*EXCERPT:*
James A. Edders is also listed as a farmer in the 1850 Federal Agriculture Schedule for Tallapoosa County, along with others related or connected to him: Rix, Freeman, Rogers, Glover, Harrell, Lovelady, Vickery. You can read about his crops here:

Two entries for 1855:

a) On 13 April 1855 James A. Edins appeared in court in Tallapoosa County to obtain the land warrant he felt he was owed as part of his War of 1812 service. He was 61 years old.

If he was 61 in 1855, then he was born in 1794. 

b) In the 1855 State Census for AL, James A. Eddins is in Tallapoosa County on Beat #6. There is one male under 21 (James T or F.), one male over 21 (James A.), one female under 21 (?) and one female over 21 (Nancy Ann).


Two entries for 1858:

1. Nancy Ann Hendrix Edins's War of 1812 Pension Application states that her husband died on January 27, 1858.

2. The BLM GLO records state that James A. Edins bought a piece of property in Tallassee, Tallapoosa County on March 1, 1858. After he died, apparently. Weird. 

Twp 19N, Range 22E, Section 17, NE1/4SE1/4


To the best of my knowledge, James and Nancy had nine children:

• Peter Rusel, born 1818

• Sarah, born 1819 (don't know anything more about her)

• Hiram E., born 1821

• Zilpha Elender Emily, born about 1822 (delightful; see earlier posts)

• Rebecca Ann, born about 1822

• Blakely A., born about 1822

• Ann Susannah, born 1823

• Elizabeth, born 1829

• James T. or F., born about 1835

There are a few other documents where James A. shows his mug, but they're not significant in outlining his life. 

So there you have his life from the evidence I can produce. A dry life, but hopefully a satisfying one.

Wednesday, June 10, 2015

The uneventful life of Martha Jane Pope

The most remarkable thing about Martha Jane Pope is that she never did anything. Never married. Never had children. Never appeared on any official documents other than censuses. She's always just a member of the household; she never appears alone. This in opposition to her delightful great-grandmother Zilpha and dynamo mom Zilpha Elender.

Martha Jane Pope was:

• the daughter of W.H. Pope, Sr., and maybe Zilpha Elender Eddins Pope Freeman

• the sister of Frances Marion and William Henry Pope

• the granddaughter of James A. Eddins and Nancy Ann Hendrix

• the great-granddaughter of John and Zilpha Eddins

According to her grave marker, Martha Jane was born on November 13, 1836. All the censuses agree that she was born in AL. Best guesses for place are either Wilcox County or Tallassee, where Francis Marion was born.

*DATA EXCERPTS:*

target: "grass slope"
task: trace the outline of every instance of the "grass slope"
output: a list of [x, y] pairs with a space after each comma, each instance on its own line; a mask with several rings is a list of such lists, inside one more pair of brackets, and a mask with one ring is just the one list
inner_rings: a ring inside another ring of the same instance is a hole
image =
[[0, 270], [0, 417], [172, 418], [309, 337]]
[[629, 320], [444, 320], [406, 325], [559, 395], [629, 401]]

*ACTIONS TO TAKE:*
[1] Copy the records above line for line, with no changes.
[2] Pick up the family history excerpt about the Eddins and Pope relatives after its last sentence and write what comes next.
The text and the records have nothing to do with each other.

*ANSWERS PER TASK:*
[1]
target: "grass slope"
task: trace the outline of every instance of the "grass slope"
output: a list of [x, y] pairs with a space after each comma, each instance on its own line; a mask with several rings is a list of such lists, inside one more pair of brackets, and a mask with one ring is just the one list
inner_rings: a ring inside another ring of the same instance is a hole
image =
[[0, 270], [0, 417], [172, 418], [309, 337]]
[[629, 320], [444, 320], [406, 325], [559, 395], [629, 401]]

[2]
The first time we see Martha, she is probably the female 0 - 5 in the 1840 household of William H. Pope in Wilcox County, AL. Since we know that W.H. Pope and Eleanor Edins married on January 9, 1839, any child born before that date was the product of W. H.'s first marriage. Thus Francis Marion, (possibly) born October 9, 1838, would also have been from the first marriage. And, by golly, that's the make-up of the household in 1840: one adult male, one adult female, one male 0 - 5 and one female 0 - 5. It's not surprising that they were there; parents James A. and Nancy Eddins were in Wilcox County in 1830.

Here's the link for 1840:

By 1850 there were three children in the family (Martha, Francis, and William Henry, born 1840 - 1845. William Senior was out of the picture from either divorce or death. And Zilpha Elender had remarried to Francis M. Freeman,  who was just 10 or so years older than Martha. Crazy. They had probably moved to Tallapoosa County to be near Zilpha's parents, but I've yet to find this family in 1850.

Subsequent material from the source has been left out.